WORK INSTRUCTIONS: Restate the records word for word, omitting nothing.

[[ SUPPLIED RECORDS, beginning ]]

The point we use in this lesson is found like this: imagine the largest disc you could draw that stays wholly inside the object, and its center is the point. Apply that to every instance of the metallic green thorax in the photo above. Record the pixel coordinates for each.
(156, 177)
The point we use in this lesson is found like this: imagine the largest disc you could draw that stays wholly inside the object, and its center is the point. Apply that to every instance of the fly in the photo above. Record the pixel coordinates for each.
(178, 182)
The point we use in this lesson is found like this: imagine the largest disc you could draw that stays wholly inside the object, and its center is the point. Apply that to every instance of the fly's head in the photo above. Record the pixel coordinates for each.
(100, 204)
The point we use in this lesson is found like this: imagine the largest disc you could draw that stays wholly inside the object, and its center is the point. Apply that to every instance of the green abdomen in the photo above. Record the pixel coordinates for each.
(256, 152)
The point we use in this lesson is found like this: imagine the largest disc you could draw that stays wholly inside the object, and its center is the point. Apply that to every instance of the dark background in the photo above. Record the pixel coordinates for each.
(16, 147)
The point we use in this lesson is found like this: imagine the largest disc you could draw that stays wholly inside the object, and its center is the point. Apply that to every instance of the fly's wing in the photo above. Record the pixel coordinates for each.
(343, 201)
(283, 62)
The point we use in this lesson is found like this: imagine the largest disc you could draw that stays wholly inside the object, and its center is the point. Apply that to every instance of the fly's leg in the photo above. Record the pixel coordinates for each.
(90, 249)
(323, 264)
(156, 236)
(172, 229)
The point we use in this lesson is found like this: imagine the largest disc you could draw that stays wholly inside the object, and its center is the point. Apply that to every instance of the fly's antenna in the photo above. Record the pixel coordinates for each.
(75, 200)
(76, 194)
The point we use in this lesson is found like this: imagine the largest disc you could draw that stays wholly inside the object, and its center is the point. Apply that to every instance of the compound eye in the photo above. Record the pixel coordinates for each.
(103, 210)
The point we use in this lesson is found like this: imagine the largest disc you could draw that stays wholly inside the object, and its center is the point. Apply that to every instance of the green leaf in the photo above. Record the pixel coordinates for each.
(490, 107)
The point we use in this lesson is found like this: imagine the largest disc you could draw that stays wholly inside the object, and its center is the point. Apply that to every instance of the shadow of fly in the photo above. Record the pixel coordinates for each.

[[ SUPPLIED RECORDS, end ]]

TASK RESPONSE:
The point we use in this lesson is found like this: imagine the largest disc you could draw that stays wholly inside the object, and its center is the point. Apply that to every instance of the metallic green thorax in the photo above. Record the pixel coordinates for each.
(156, 177)
The point we use in this lesson is found like this: imagine the largest disc you could draw that stays wholly inside the object, and its center is the point. Apply that to every instance of the fly in the photo above. Record the pixel coordinates for each.
(178, 182)
The point we use in this lesson is found like this: imagine the largest disc you could draw that stays wholly inside the object, and its center is the point. Apply that to every instance of the fly's head in the photo above. Record the pixel coordinates for each.
(100, 204)
The point we use in this lesson is found like this: imagine the largest disc you could draw that stays wholly inside the object, and its center is the point. Apply that to every instance of the green abdomen in the photo above. Record the pixel coordinates for each.
(256, 152)
The point we use in this lesson is found like this: imagine the largest disc you could draw that stays wholly inside the object, and its center is the point. Apply that to every instance of the dark background in the photo above. Record the pixel coordinates for each.
(16, 147)
The point we use in this lesson is found like this: imagine the largest disc you could draw that stays wholly inside the object, and its center is the point. Apply that to every instance of the fly's wing in the photo above. Record the pixel coordinates for each.
(343, 201)
(283, 62)
The point we use in this lesson is found like this: imagine the largest disc you could draw that stays wholly inside the object, and its center is the point. Apply that to every instance of the fly's leg in the photo above. Record the pixel coordinates for each.
(90, 249)
(323, 264)
(156, 236)
(172, 229)
The point we use in this lesson is found like this: imagine the largest disc you could draw that stays wholly inside the object, and its center is the point. Apply that to every instance of the fly's antenna in the photo above. Record the pixel coordinates for each.
(75, 200)
(76, 194)
The point we use in this lesson is found like this: imagine the largest disc you could draw that stays wholly inside the object, and its center is the point. Apply that to every instance of the compound eye in the photo above. Record the pixel coordinates for each.
(103, 210)
The point we use in this lesson is found like this: imagine the largest disc you could draw that stays wholly inside the object, and its center is the point. Apply that to every instance of the green leaf in the photo above. Record the pixel coordinates for each.
(490, 107)
The point we use in this lesson is found like this: imagine the largest disc you could draw that stays wholly inside the object, and its center is the point. Apply that to every instance of the shadow of fly in the photo above. Record the pixel coordinates for each.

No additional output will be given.